**ASSIGNMENT:** Resume the article below on MIT's tabular foundation model for Bayesian optimization, picking up after its last sentence.

(PASSAGE SHOWN)

“ChatGPT for spreadsheets” solves complex engineering design challenges

A team of MIT researchers has developed an AI system that can fast-track engineers’ ability to solve problems with hundreds of variables.

The approach could help engineers tackle extremely complex design problems, from power grid optimisation to vehicle design.

Many engineering challenges come down to the same headache: too many knobs to turn and too few chances to test them.

Whether tuning a power grid or designing a safer vehicle, each evaluation can be costly, and there may be hundreds of variables that could matter.

Consider car safety design. Engineers must integrate thousands of parts, and many design choices can affect how a vehicle performs in a collision.

Classic optimisation tools could start to struggle when searching for the best combination.

MIT researchers developed a new approach that rethinks how a classic method, known as Bayesian optimisation, can be used to solve problems with hundreds of variables.

In tests on realistic engineering-style benchmarks, like power-system optimisation, the approach found top solutions 10 to 100 times faster than widely used methods.

Their technique leverages a foundation model trained on tabular data that automatically identifies the variables that matter most for improving performance, repeating the process to hone in on better and better solutions.

Foundation models are huge artificial intelligence systems trained on vast, general datasets. This allows them to adapt to different applications.

The researchers’ tabular foundation model does not need to be constantly retrained as it works toward a solution, increasing the efficiency of the optimisation process.

The technique also delivers greater speed-ups for more complicated problems, so it could be especially useful in demanding applications like materials development or drug discovery.

“Modern AI and machine-learning models can fundamentally change the way engineers and scientists create complex systems,” says Rosen Yu, lead author of a paper on this technique.

“We came up with one algorithm that can not only solve high-dimensional problems, but is also reusable so it can be applied to many problems without the need to start everything from scratch.”

Improving a proven method

When scientists seek to solve a multifaceted problem but have expensive methods to evaluate success, like crash testing a car to know how good each design is, they often use a tried-and-true method called Bayesian optimisation.

This iterative method finds the best configuration for a complicated system by building a surrogate model that helps estimate what to explore next while considering the uncertainty of its predictions.

But the surrogate model must be retrained after each iteration, which can quickly become computationally intractable when the space of potential solutions is very large.

(End PASSAGE SHOWN)
(GIVEN DATA)

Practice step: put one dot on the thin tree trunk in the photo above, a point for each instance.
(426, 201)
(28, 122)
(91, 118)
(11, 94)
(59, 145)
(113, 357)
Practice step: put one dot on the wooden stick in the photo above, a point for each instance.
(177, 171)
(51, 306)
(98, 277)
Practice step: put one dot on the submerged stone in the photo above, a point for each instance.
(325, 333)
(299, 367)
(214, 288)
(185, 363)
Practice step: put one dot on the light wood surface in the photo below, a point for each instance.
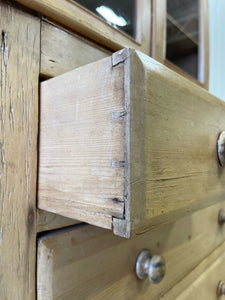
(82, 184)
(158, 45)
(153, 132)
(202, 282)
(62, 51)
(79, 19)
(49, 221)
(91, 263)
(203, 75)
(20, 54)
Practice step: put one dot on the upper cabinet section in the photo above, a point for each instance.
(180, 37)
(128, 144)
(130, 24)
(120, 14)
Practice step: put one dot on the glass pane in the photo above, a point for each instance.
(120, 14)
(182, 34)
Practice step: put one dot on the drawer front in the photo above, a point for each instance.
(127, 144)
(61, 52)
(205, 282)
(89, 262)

(End GIVEN DATA)
(GIVEN DATA)

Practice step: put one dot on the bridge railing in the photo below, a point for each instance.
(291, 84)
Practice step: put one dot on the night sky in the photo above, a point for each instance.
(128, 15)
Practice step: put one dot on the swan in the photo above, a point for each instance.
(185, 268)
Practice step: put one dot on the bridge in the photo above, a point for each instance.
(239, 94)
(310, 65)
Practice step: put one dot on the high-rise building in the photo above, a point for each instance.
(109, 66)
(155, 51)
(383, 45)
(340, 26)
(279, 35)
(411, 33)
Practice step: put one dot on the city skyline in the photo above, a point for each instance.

(End GIVEN DATA)

**SOLVED PROBLEM:**
In addition, scientists need to build a new model from scratch any time they want to tackle a different scenario.

To address both shortcomings, the MIT researchers utilised a generative AI system known as a tabular foundation model as the surrogate model inside a Bayesian optimisation algorithm.

“A tabular foundation model is like a ChatGPT for spreadsheets. The input and output of these models are tabular data, which in the engineering domain is much more common to see and use than language,” Yu says.

Just like large language models such as ChatGPT,  Claude and Gemini, the model has been pre-trained on an enormous amount of tabular data. This makes it well-equipped to tackle a range of prediction problems. In addition, the model can be deployed as-is, without the need for any retraining.

To make their system more accurate and efficient for optimisation, the researchers employed a trick that enables the model to identify features of the design space that will have the biggest impact on the solution.

“A car might have 300 design criteria, but not all of them are the main driver of the best design if you are trying to increase some safety parameters. Our algorithm can smartly select the most critical features to focus on,” Yu says.

It does this by using a tabular foundation model to estimate which variables (or combinations of variables) most influence the outcome.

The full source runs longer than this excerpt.